"""

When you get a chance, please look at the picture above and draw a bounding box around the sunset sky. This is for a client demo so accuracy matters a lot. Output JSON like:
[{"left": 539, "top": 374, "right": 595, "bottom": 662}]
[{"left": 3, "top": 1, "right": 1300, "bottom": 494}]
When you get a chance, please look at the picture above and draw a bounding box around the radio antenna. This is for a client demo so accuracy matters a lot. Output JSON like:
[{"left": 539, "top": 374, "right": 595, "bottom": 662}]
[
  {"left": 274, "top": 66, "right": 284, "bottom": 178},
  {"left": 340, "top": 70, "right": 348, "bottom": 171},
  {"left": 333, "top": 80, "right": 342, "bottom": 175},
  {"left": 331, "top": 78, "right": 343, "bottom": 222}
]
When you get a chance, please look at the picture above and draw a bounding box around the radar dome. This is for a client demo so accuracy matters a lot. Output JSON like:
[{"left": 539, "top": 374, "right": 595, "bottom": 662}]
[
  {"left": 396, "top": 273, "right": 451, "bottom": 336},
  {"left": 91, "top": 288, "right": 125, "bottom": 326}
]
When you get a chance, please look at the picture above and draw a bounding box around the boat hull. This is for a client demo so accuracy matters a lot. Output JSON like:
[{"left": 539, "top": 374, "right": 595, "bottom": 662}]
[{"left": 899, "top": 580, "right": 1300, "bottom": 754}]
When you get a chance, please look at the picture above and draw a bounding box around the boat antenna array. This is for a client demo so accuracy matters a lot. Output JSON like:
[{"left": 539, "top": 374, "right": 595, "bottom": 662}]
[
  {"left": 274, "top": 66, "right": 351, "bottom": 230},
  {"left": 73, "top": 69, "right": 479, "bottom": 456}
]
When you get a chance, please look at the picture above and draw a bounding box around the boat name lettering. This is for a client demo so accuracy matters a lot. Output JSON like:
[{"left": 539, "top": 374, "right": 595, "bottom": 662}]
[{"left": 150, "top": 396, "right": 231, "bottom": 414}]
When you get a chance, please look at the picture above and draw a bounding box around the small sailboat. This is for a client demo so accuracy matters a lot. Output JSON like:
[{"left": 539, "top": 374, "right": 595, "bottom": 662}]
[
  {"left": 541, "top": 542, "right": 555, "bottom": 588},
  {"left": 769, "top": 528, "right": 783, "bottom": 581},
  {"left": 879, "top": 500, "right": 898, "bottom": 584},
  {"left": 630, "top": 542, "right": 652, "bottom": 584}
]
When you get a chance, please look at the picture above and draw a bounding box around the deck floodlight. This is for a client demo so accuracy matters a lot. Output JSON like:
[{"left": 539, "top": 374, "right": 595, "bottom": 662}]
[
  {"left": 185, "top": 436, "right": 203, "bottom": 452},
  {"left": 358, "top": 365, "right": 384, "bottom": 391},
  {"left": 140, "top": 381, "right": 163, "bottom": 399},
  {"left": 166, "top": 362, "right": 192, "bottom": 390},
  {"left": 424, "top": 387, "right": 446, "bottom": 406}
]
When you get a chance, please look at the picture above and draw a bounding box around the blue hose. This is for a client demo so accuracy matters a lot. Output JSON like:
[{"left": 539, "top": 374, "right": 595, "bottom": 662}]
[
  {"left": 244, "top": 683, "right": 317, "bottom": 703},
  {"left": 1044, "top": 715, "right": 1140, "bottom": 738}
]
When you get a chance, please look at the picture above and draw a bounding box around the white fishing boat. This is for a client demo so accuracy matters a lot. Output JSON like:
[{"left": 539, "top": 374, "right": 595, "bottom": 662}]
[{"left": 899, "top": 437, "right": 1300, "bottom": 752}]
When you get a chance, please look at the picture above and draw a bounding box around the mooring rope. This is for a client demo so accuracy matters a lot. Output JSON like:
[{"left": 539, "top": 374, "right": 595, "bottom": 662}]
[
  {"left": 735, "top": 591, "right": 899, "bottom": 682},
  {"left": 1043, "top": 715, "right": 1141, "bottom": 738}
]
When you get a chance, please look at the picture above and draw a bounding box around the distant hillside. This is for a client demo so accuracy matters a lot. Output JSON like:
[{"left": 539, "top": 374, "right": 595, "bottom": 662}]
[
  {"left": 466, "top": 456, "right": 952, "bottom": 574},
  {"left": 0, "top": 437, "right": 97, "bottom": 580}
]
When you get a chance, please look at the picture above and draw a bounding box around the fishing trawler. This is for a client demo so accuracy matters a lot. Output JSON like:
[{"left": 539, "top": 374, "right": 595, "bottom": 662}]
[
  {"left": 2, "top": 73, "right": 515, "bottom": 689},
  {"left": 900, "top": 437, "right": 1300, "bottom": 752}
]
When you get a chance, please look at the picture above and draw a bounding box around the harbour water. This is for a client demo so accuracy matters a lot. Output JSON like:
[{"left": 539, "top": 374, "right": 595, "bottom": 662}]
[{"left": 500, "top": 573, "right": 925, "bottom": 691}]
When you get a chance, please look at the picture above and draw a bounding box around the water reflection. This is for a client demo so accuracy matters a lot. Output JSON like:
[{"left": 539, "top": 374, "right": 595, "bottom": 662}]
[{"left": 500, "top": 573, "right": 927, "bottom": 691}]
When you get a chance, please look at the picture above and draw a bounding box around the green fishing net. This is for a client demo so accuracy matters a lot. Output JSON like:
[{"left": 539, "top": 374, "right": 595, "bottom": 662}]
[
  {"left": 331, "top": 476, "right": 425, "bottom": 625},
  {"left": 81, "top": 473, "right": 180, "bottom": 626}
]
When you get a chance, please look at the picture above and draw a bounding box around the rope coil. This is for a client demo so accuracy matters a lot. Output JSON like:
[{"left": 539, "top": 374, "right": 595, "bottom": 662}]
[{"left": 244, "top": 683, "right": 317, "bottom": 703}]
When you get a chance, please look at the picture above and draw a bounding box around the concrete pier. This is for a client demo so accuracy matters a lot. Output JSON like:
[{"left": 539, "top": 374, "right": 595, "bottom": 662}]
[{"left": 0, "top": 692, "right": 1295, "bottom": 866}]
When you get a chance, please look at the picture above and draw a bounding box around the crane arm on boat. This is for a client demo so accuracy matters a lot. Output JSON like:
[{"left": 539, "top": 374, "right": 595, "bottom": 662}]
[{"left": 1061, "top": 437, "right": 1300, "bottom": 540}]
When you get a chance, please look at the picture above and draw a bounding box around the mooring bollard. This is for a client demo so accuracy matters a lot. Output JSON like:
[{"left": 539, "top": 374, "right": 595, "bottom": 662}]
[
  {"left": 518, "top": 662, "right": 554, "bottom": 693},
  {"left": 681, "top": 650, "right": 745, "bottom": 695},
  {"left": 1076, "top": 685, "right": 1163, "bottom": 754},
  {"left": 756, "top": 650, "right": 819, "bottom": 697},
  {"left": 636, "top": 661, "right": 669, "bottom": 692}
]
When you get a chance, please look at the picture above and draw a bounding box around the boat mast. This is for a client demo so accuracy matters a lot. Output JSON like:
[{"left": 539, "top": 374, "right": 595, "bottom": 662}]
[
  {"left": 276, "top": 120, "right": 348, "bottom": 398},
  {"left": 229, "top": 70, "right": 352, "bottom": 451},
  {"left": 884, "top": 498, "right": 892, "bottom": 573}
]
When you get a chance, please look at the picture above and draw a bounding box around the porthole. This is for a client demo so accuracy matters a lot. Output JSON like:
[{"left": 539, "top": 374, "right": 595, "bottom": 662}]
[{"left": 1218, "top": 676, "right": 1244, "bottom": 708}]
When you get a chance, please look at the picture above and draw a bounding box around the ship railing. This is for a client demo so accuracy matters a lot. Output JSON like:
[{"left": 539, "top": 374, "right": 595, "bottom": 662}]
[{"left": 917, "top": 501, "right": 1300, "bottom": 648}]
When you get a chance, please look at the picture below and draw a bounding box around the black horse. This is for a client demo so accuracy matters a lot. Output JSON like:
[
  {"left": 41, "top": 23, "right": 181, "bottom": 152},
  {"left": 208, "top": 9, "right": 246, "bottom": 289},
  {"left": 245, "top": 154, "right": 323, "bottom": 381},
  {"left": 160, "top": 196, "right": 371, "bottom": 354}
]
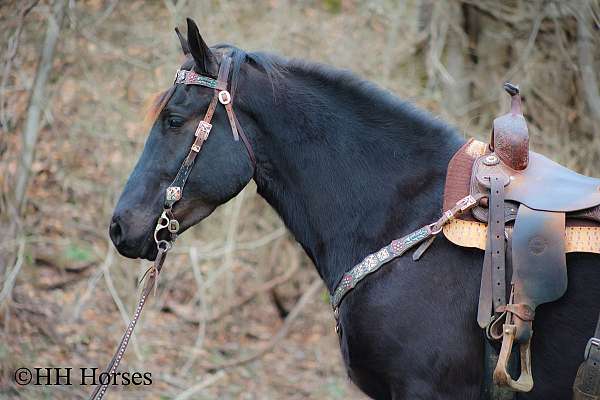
[{"left": 109, "top": 19, "right": 600, "bottom": 400}]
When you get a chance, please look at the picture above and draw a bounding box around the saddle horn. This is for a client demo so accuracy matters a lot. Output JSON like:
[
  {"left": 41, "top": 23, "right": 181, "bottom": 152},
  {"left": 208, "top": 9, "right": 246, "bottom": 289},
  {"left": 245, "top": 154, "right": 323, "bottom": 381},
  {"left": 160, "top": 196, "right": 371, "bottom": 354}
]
[{"left": 490, "top": 82, "right": 529, "bottom": 171}]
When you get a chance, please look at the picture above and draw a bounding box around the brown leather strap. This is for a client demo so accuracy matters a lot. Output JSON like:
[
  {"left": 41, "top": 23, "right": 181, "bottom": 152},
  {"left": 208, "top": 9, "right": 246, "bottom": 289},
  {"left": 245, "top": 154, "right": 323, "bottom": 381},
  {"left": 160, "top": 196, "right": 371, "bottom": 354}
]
[
  {"left": 224, "top": 102, "right": 239, "bottom": 141},
  {"left": 217, "top": 55, "right": 232, "bottom": 88},
  {"left": 89, "top": 250, "right": 167, "bottom": 400},
  {"left": 497, "top": 303, "right": 535, "bottom": 321},
  {"left": 478, "top": 232, "right": 494, "bottom": 329},
  {"left": 490, "top": 175, "right": 507, "bottom": 312},
  {"left": 234, "top": 113, "right": 256, "bottom": 165},
  {"left": 203, "top": 92, "right": 219, "bottom": 124}
]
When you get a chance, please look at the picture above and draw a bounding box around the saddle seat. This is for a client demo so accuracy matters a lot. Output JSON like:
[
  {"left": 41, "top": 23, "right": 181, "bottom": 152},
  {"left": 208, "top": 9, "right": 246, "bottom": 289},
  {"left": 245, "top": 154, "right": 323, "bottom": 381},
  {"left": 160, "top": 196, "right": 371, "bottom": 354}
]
[
  {"left": 442, "top": 83, "right": 600, "bottom": 394},
  {"left": 473, "top": 151, "right": 600, "bottom": 213}
]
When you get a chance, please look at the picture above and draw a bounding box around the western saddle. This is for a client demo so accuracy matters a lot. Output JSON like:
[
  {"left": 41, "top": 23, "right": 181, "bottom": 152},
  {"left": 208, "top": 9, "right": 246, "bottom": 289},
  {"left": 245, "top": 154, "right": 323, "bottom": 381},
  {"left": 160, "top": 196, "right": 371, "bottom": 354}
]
[{"left": 443, "top": 83, "right": 600, "bottom": 396}]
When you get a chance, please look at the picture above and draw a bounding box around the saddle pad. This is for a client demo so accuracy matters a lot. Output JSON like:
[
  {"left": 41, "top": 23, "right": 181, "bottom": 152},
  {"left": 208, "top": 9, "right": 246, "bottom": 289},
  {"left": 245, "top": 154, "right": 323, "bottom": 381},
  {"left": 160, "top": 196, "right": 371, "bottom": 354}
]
[{"left": 443, "top": 219, "right": 600, "bottom": 255}]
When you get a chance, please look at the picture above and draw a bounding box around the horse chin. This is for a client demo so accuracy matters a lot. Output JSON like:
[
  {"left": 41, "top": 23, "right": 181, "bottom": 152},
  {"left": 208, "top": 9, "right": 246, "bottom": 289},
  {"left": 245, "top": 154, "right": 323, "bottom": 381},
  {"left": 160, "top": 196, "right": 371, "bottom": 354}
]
[{"left": 174, "top": 200, "right": 217, "bottom": 230}]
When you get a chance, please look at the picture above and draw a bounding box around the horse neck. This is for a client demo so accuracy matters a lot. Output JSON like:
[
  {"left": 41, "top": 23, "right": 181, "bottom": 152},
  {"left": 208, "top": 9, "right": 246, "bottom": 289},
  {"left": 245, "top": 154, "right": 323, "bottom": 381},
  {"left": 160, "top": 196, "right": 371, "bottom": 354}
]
[{"left": 246, "top": 67, "right": 464, "bottom": 291}]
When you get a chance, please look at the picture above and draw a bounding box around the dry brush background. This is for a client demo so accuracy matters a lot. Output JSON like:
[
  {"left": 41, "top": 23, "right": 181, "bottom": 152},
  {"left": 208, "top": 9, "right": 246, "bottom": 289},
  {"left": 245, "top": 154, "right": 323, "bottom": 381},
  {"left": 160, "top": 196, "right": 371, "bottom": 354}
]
[{"left": 1, "top": 0, "right": 599, "bottom": 399}]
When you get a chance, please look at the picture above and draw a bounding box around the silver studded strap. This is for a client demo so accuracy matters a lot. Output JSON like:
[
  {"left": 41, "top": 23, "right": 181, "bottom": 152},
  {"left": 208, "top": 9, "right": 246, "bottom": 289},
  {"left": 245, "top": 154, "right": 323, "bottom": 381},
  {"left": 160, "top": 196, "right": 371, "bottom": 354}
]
[{"left": 330, "top": 195, "right": 481, "bottom": 310}]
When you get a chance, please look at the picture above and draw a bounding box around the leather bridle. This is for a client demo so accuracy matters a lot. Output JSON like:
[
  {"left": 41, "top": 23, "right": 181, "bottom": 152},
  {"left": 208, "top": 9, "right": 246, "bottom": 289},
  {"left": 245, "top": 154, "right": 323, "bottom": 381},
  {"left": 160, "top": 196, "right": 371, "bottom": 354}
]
[
  {"left": 89, "top": 54, "right": 254, "bottom": 400},
  {"left": 157, "top": 54, "right": 255, "bottom": 255}
]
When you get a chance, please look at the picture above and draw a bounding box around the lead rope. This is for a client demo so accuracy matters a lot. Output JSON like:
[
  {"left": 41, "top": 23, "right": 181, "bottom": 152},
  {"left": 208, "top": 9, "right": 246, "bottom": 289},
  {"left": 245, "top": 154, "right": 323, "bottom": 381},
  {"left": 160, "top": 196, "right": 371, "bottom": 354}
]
[
  {"left": 89, "top": 206, "right": 178, "bottom": 400},
  {"left": 88, "top": 240, "right": 171, "bottom": 400}
]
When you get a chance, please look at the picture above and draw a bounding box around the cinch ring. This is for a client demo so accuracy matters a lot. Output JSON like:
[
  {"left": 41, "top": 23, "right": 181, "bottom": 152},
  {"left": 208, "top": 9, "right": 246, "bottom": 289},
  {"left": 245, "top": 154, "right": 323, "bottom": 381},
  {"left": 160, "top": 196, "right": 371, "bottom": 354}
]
[{"left": 218, "top": 90, "right": 231, "bottom": 105}]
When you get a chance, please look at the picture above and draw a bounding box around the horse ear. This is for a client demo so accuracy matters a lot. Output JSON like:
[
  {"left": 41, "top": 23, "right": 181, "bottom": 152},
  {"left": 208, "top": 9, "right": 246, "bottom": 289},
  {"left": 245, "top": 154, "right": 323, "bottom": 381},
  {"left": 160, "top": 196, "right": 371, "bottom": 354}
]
[
  {"left": 186, "top": 18, "right": 218, "bottom": 77},
  {"left": 175, "top": 27, "right": 190, "bottom": 55}
]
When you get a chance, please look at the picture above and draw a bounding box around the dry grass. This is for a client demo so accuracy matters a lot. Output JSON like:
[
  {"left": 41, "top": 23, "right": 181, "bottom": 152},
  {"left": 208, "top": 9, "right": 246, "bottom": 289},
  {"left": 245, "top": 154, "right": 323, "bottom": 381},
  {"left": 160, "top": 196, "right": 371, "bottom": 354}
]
[{"left": 0, "top": 0, "right": 598, "bottom": 398}]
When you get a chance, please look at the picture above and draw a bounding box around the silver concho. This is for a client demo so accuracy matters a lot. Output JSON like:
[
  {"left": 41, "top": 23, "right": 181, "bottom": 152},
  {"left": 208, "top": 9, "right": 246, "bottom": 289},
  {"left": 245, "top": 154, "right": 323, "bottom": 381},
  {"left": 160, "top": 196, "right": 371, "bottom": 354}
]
[
  {"left": 483, "top": 154, "right": 500, "bottom": 166},
  {"left": 195, "top": 120, "right": 212, "bottom": 138},
  {"left": 166, "top": 186, "right": 182, "bottom": 202},
  {"left": 218, "top": 90, "right": 231, "bottom": 105}
]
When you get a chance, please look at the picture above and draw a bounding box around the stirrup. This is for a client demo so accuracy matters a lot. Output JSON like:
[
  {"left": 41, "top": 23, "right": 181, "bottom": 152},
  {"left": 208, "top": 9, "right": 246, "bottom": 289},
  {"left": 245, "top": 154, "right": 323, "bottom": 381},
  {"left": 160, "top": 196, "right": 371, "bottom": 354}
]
[{"left": 493, "top": 323, "right": 534, "bottom": 392}]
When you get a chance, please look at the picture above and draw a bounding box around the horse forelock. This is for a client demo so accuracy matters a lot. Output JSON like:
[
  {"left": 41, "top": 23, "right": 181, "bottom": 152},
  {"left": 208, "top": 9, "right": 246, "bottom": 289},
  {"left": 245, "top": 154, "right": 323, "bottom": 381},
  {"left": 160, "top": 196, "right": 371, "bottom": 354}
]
[{"left": 143, "top": 86, "right": 176, "bottom": 129}]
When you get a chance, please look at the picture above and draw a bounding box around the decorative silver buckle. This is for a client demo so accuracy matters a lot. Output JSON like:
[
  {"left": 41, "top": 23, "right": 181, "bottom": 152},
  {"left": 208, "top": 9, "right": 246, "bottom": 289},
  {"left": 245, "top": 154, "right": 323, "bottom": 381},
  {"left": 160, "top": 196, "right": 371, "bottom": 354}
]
[
  {"left": 218, "top": 90, "right": 231, "bottom": 105},
  {"left": 584, "top": 337, "right": 600, "bottom": 360},
  {"left": 195, "top": 120, "right": 212, "bottom": 139},
  {"left": 174, "top": 69, "right": 186, "bottom": 84},
  {"left": 165, "top": 186, "right": 182, "bottom": 202},
  {"left": 168, "top": 219, "right": 179, "bottom": 234},
  {"left": 458, "top": 195, "right": 478, "bottom": 211},
  {"left": 428, "top": 222, "right": 443, "bottom": 236}
]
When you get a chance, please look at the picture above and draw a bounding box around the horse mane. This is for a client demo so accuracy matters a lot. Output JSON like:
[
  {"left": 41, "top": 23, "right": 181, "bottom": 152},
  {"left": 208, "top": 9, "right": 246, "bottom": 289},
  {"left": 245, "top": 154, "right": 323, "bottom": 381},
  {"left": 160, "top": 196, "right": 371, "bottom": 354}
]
[
  {"left": 144, "top": 44, "right": 454, "bottom": 148},
  {"left": 219, "top": 44, "right": 452, "bottom": 137}
]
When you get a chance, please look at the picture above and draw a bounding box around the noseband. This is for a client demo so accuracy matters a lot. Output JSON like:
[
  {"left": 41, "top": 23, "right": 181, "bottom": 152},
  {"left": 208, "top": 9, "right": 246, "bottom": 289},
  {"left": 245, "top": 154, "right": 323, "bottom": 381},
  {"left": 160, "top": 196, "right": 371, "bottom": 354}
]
[{"left": 89, "top": 54, "right": 254, "bottom": 400}]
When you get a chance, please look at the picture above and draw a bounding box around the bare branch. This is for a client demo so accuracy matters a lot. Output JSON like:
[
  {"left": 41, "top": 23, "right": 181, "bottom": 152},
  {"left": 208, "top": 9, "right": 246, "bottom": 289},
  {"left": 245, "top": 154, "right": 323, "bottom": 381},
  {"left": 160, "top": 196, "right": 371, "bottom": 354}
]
[
  {"left": 14, "top": 0, "right": 67, "bottom": 213},
  {"left": 0, "top": 236, "right": 25, "bottom": 307},
  {"left": 173, "top": 371, "right": 226, "bottom": 400},
  {"left": 0, "top": 0, "right": 40, "bottom": 132},
  {"left": 577, "top": 2, "right": 600, "bottom": 125}
]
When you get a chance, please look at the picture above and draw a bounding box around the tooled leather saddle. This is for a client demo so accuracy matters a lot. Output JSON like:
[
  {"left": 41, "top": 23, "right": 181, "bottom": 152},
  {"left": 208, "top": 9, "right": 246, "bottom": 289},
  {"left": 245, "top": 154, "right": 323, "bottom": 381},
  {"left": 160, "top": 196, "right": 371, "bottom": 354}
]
[{"left": 443, "top": 83, "right": 600, "bottom": 395}]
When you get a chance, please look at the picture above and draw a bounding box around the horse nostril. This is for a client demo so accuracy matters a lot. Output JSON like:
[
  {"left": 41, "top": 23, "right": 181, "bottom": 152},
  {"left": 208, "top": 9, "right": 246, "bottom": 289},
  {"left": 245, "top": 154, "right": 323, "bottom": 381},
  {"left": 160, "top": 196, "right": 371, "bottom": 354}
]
[{"left": 109, "top": 217, "right": 123, "bottom": 246}]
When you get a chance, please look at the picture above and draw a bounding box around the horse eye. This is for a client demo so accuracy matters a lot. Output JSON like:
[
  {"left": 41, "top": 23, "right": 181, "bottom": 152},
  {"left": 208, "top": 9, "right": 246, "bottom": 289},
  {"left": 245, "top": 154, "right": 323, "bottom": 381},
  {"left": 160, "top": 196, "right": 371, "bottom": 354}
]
[{"left": 167, "top": 116, "right": 185, "bottom": 129}]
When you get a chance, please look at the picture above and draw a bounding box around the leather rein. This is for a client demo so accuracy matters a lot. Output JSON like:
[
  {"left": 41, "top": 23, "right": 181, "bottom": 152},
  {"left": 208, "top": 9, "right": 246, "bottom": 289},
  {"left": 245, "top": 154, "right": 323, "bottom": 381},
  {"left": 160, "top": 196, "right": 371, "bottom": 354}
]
[{"left": 89, "top": 54, "right": 254, "bottom": 400}]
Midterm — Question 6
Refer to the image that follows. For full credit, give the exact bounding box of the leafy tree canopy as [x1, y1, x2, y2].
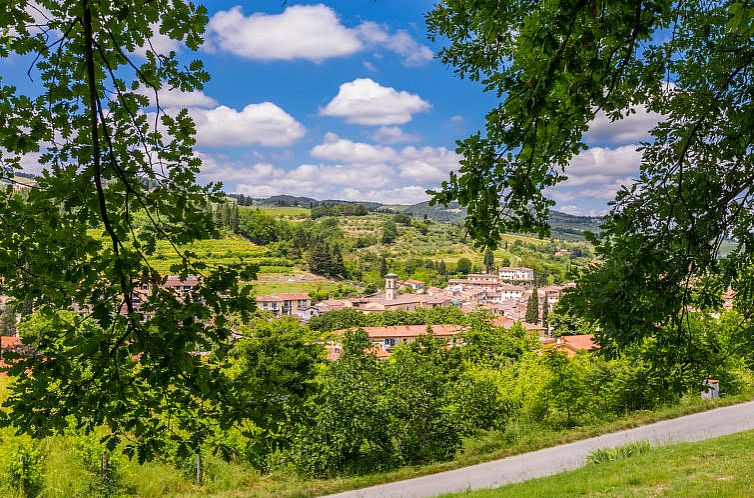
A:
[427, 1, 754, 351]
[0, 1, 254, 461]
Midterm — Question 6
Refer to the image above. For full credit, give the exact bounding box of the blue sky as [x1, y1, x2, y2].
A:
[5, 1, 658, 215]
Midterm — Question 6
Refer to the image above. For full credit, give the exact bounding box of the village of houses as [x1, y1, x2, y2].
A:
[0, 174, 597, 361]
[255, 267, 595, 360]
[0, 265, 596, 364]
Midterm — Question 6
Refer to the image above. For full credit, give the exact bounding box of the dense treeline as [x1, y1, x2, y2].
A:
[311, 203, 369, 219]
[308, 306, 468, 332]
[245, 310, 748, 477]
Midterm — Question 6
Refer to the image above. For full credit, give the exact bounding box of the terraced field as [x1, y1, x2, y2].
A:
[147, 236, 304, 275]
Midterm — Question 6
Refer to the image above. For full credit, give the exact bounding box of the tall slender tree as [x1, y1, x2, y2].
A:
[525, 289, 540, 324]
[483, 248, 495, 274]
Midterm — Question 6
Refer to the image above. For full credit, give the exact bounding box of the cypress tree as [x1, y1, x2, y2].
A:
[0, 306, 16, 337]
[483, 248, 495, 274]
[525, 289, 539, 323]
[541, 293, 549, 325]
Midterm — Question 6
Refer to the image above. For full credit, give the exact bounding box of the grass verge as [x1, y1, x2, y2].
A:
[441, 429, 754, 497]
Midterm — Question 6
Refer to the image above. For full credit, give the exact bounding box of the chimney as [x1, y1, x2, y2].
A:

"""

- Problem to work on: If a line of the data contains the word "water", it should be counted; state the total and nothing more.

- Answer area: 2